■ Given records:
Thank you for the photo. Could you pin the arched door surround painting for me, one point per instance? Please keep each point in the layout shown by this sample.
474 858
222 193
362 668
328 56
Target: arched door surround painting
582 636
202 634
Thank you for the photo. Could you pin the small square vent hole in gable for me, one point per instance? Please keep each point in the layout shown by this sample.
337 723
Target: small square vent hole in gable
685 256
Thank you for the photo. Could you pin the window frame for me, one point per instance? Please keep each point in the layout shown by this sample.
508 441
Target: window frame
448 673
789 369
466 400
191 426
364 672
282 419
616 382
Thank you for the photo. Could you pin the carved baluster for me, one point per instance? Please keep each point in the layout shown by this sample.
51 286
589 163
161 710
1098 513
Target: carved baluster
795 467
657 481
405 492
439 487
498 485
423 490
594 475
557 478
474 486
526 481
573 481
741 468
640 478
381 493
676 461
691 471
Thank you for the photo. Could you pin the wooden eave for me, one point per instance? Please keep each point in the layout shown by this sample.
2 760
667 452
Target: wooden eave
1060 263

■ What this task involves: Copy out the rows above, starting at the line containing "Thank you for the photo. Could you pin the wooden" and ending with the last line of the rows, inclusive, with nothing changed.

■ Output below:
Thank you for the photo. Could you pin the wooden eave for me, one point per instance? Please keep each point in the layout shown by this sample.
2 760
667 452
Target: wooden eave
1060 263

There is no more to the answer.